- _Passage to read_

Studio album by Blackfoot
- Released: October 1984
- Genre: Southern rock
- Label: Atco
- Producers: Al Nalli, Eddy Offord

Blackfoot chronology
| Siogo (1983) | Vertical Smiles (1984) | Rick Medlocke and Blackfoot (1987) |

= Vertical Smiles =

Vertical Smiles is the seventh studio album by Southern rock band Blackfoot.

It is the second and last album to feature former Uriah Heep keyboardist Ken Hensley and the first without guitarist Charlie Hargrett who left during the recording of the album over disagreements with the rest of the band and management.

==Critical reception==

Eduardo Rivadavia of Allmusic largely detested the album, citing it as having "one of the most misogynistic title/cover tandems...since Montrose's equally tasteless and musically inadequate Jump on It eight years earlier." Though he conceded that "die-hard Blackfoot fans may be able to tolerate partially convincing hard rockers like 'Get It On' and 'Young Girl'," he concluded by stating "the surrounding embarrassments are simply too painful to warrant anyone else being exposed to the torment and disappointment that is Vertical Smiles."

- _Stated problem 1_
Pull out each line of the records below that contains the string "brass", treating uppercase and lowercase as different.

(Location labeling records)
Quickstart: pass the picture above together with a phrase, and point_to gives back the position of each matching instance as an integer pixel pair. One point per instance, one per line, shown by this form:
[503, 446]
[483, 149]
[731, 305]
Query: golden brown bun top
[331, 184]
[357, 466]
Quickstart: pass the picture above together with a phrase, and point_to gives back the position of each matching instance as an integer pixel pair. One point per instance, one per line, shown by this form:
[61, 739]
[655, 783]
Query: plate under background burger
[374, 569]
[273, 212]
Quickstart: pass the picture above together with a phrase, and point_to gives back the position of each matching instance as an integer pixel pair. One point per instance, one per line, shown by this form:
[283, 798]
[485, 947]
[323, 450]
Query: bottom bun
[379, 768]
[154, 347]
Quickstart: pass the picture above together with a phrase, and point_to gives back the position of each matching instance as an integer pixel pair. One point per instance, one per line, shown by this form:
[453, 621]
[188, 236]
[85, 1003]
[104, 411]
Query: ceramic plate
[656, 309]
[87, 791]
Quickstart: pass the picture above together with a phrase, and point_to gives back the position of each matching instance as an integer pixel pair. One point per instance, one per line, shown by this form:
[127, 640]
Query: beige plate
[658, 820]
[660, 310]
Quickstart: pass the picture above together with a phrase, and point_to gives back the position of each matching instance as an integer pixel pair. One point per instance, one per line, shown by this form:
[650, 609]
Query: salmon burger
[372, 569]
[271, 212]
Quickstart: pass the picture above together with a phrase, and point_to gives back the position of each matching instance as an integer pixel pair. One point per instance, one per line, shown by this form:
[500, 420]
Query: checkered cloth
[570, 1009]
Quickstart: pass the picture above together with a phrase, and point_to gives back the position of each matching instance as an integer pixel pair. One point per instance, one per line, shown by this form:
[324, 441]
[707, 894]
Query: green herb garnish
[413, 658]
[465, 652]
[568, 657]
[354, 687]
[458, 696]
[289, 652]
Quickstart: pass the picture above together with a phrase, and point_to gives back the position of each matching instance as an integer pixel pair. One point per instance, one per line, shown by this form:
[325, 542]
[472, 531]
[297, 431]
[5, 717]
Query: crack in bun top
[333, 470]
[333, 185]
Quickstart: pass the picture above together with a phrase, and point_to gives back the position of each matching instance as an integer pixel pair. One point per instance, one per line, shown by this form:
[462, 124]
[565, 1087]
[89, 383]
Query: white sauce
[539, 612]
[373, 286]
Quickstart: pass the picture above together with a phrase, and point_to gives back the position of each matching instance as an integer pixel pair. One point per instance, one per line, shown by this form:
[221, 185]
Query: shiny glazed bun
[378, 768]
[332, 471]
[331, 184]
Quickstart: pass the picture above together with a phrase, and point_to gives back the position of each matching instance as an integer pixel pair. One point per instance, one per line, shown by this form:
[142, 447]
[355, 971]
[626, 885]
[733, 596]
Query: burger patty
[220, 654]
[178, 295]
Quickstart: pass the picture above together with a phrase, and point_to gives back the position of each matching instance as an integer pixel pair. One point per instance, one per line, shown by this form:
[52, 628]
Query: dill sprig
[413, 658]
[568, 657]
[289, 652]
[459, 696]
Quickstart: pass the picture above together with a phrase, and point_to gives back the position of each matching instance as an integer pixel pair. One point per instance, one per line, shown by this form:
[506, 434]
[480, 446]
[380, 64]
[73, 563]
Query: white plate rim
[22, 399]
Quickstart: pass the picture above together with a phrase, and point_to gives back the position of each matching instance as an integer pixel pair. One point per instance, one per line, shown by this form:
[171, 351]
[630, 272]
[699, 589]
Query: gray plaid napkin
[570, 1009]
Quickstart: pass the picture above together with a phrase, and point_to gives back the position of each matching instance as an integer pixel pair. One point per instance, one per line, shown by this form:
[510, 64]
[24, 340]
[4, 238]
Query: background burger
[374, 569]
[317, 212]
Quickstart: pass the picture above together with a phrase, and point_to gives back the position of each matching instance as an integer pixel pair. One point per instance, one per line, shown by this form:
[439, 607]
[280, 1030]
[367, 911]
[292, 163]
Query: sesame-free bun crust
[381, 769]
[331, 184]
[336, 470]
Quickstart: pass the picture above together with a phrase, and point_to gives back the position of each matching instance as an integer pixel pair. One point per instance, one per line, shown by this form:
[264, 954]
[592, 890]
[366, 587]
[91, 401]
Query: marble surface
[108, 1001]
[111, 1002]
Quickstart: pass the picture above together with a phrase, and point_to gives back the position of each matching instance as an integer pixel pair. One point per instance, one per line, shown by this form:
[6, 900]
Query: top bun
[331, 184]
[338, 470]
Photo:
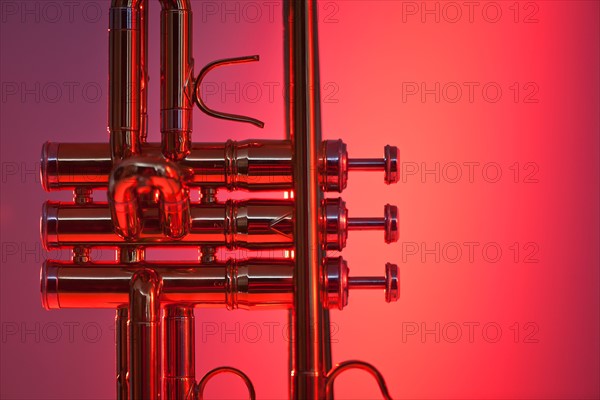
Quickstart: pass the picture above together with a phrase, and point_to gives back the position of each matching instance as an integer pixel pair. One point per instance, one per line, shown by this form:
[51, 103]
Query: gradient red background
[371, 52]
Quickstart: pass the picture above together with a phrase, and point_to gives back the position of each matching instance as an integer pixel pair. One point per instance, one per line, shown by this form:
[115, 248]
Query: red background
[372, 55]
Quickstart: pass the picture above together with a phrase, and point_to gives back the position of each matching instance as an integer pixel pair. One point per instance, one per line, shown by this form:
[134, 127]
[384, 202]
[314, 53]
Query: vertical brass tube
[179, 376]
[124, 78]
[121, 339]
[307, 380]
[144, 323]
[176, 78]
[144, 70]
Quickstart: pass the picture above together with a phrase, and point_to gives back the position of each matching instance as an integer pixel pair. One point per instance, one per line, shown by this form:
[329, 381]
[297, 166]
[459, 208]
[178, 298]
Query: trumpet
[149, 206]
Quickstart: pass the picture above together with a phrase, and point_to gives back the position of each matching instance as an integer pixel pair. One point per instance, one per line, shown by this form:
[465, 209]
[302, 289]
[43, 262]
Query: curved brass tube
[351, 364]
[136, 176]
[222, 370]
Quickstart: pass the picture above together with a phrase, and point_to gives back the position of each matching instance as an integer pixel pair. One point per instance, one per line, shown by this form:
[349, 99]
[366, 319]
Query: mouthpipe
[252, 224]
[248, 284]
[124, 78]
[176, 78]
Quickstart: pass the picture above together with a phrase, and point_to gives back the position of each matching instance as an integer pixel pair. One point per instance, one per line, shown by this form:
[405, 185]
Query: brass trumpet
[149, 205]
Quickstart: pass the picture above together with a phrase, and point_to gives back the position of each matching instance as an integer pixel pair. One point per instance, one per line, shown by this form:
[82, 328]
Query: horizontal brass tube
[248, 284]
[249, 164]
[252, 224]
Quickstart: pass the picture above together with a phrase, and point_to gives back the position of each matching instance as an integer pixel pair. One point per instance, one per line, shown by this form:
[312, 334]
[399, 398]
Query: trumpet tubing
[149, 205]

- _Stated problem 2_
Pick up the article above on the Blackfoot album Vertical Smiles and keep writing it from its final sentence onward.

- _Expected output 1_
Query: vertical brass tube
Query: curved brass tube
Query: brass trumpet
Query: horizontal brass tube

- _Expected output 2_
Professional ratings
Review scores
| Source | Rating |
| Allmusic | Star Half star |

==Track listing==
- Side one
1. "Morning Dew" (Bonnie Dobson cover) - 5:27
2. "Livin' in the Limelight" (Peter Cetera cover) - 4:02
3. "Ride with You" - 3:33
4. "Get It On" - 4:29

- Side two
5. "Young Girl" - 4:24
6. "Summer Days" - 3:19
7. "A Legend Never Dies" (RPM cover) - 3:03
8. "Heartbeat and Heels" - 3:15
9. "In for the Kill" - 3:50

==Personnel==
- Rickey Medlocke - lead and rhythm guitars, lead and backing vocals, guitar synthesizer
- Ken Hensley - keyboards, backing vocals
- Greg T. Walker - bass, backing vocals
- Jakson Spires - drums, backing vocals, percussion
- Sherri Jarrel - backing vocals

Production
- Engineered by Eddy Offord at Eddy Offord Studios, Atlanta, Georgia
- Mixed by Eddy Offord and Rick Medlocke
- Mastered at Atlantic Studios by Dennis King
- Front cover photography: Gary Heery, Bob Defrin
- Art Direction: Bob Defrin
- Produced by Al Nalli and Eddy Offord for Al Nalli Productions, INC.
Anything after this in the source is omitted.